-- MATERIAL FOR THIS EXERCISE follows --

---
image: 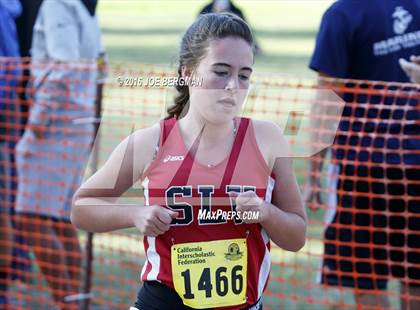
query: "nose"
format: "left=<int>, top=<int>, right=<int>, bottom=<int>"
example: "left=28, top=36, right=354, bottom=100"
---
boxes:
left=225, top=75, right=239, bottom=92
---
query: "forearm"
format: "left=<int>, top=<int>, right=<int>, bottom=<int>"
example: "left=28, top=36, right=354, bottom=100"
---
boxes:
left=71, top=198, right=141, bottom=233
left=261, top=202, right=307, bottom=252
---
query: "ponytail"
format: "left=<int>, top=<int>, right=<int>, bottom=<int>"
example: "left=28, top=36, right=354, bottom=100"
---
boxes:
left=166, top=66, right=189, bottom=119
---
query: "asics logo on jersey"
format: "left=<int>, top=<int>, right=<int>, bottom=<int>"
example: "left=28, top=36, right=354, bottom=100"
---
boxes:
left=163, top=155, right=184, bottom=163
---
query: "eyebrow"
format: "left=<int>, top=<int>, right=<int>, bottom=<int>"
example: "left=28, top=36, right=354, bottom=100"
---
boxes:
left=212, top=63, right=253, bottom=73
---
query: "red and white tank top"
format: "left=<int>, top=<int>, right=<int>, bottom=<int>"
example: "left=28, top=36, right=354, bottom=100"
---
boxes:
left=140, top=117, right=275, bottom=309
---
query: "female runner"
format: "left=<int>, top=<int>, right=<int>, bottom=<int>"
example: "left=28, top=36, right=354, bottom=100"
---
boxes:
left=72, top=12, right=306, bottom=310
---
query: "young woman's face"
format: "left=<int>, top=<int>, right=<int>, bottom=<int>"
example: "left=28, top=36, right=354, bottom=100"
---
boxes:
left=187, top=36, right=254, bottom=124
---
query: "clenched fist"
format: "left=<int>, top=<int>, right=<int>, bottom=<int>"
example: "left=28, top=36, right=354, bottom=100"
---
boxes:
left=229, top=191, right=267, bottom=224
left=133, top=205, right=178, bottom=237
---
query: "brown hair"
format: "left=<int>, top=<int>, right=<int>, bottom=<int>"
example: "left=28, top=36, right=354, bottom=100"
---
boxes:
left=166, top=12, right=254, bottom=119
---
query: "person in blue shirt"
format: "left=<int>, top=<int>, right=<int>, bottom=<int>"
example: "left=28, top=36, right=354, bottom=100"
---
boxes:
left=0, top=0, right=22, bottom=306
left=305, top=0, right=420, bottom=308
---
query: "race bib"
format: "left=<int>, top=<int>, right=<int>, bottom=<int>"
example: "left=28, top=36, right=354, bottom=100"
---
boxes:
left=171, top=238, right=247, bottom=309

-- MATERIAL FOR THIS EXERCISE concluded --
-- MATERIAL FOR THIS EXERCISE follows --

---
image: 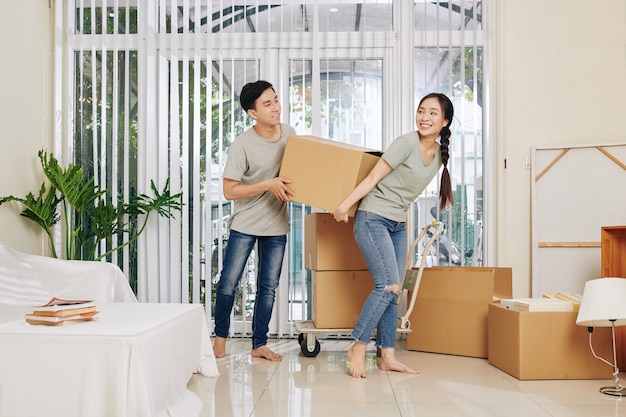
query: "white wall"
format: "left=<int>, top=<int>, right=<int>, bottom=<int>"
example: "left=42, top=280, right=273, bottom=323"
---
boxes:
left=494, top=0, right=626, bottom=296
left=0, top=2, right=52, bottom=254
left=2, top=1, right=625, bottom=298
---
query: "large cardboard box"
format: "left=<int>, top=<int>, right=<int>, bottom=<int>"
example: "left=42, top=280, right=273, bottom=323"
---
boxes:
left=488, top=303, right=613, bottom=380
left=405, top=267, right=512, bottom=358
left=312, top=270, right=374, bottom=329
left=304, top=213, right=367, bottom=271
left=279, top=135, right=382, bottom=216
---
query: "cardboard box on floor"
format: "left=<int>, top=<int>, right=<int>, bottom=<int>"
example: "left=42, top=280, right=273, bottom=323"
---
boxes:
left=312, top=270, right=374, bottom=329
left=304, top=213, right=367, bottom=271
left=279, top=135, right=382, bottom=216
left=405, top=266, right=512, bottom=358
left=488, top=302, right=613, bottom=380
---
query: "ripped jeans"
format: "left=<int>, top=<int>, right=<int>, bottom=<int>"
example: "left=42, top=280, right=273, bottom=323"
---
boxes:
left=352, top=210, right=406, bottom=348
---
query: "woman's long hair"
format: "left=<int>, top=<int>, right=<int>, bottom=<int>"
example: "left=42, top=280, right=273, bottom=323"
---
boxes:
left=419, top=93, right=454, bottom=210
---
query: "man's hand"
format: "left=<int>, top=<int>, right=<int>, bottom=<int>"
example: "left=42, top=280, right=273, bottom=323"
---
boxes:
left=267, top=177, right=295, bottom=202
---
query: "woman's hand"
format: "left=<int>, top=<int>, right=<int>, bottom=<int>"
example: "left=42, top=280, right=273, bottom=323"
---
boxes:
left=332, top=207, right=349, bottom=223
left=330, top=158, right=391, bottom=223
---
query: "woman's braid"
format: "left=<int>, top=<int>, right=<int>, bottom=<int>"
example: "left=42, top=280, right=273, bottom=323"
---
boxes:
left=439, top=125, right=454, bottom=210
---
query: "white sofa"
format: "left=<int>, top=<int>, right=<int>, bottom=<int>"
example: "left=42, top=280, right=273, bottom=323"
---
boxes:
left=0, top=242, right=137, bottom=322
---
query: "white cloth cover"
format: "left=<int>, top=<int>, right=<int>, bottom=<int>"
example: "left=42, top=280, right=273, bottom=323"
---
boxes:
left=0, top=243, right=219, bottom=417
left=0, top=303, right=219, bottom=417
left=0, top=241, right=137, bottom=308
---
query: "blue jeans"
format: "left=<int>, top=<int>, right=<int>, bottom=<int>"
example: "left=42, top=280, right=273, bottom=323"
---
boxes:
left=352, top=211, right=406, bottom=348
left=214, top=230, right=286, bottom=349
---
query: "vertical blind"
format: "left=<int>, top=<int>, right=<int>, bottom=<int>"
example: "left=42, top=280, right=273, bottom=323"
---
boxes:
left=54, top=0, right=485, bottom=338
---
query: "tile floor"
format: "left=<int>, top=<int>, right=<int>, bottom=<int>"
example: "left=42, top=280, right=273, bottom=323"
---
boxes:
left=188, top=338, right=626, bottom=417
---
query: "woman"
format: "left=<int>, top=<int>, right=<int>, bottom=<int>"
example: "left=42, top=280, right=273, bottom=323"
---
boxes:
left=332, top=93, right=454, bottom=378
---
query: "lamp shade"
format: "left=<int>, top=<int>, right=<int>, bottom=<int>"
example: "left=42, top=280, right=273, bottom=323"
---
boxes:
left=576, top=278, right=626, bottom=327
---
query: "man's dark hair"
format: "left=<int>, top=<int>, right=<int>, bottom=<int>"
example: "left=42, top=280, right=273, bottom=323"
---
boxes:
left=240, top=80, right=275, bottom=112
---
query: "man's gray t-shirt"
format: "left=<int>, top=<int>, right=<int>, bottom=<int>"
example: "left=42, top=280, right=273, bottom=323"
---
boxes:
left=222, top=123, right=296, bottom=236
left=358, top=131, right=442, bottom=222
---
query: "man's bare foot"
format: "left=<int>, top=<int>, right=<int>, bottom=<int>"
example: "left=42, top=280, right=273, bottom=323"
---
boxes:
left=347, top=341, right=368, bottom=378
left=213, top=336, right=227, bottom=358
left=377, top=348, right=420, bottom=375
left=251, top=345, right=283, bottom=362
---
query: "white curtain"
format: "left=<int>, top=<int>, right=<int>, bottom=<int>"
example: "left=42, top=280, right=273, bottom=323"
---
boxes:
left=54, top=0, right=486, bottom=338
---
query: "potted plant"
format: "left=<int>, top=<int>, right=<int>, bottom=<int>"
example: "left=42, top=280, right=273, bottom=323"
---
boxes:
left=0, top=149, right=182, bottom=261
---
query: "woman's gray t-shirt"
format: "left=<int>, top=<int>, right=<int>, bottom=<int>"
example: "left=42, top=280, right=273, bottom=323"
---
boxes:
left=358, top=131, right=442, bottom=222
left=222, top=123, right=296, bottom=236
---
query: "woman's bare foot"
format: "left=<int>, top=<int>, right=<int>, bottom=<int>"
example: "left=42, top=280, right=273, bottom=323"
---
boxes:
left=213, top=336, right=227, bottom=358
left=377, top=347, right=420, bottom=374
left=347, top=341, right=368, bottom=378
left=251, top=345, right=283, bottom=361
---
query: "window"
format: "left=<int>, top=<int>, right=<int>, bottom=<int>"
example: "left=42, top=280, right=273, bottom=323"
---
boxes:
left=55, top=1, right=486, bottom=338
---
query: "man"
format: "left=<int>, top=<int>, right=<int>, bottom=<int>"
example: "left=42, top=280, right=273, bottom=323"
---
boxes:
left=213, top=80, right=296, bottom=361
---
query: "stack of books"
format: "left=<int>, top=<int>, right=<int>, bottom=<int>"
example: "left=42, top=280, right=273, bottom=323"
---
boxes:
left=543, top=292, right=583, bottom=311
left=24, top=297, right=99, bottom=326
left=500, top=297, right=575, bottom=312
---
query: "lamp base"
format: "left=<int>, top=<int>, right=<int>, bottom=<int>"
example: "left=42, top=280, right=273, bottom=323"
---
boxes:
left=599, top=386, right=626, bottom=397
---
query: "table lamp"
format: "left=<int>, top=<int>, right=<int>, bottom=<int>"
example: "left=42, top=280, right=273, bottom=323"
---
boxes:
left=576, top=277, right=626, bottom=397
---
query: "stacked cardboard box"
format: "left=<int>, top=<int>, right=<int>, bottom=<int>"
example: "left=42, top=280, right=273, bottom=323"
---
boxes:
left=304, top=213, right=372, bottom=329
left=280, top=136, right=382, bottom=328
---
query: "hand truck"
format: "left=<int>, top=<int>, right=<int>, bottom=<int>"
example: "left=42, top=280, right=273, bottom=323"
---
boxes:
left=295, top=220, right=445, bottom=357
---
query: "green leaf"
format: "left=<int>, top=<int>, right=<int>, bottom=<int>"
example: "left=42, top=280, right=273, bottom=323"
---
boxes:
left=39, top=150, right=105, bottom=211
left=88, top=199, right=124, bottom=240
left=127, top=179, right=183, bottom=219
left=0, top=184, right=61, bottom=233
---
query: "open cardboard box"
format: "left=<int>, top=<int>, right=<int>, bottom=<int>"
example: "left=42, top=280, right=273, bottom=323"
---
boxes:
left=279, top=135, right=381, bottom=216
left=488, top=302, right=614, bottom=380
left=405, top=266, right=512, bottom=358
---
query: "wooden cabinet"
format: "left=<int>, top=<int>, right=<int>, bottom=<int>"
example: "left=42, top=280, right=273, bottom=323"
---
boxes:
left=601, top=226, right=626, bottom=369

-- MATERIAL FOR THIS EXERCISE concluded --

### GOAL OF THE EXERCISE
Pull every line holding "bare" out of the records.

### EXPECTED OUTPUT
query: "man's bare foot"
query: "woman's bare foot"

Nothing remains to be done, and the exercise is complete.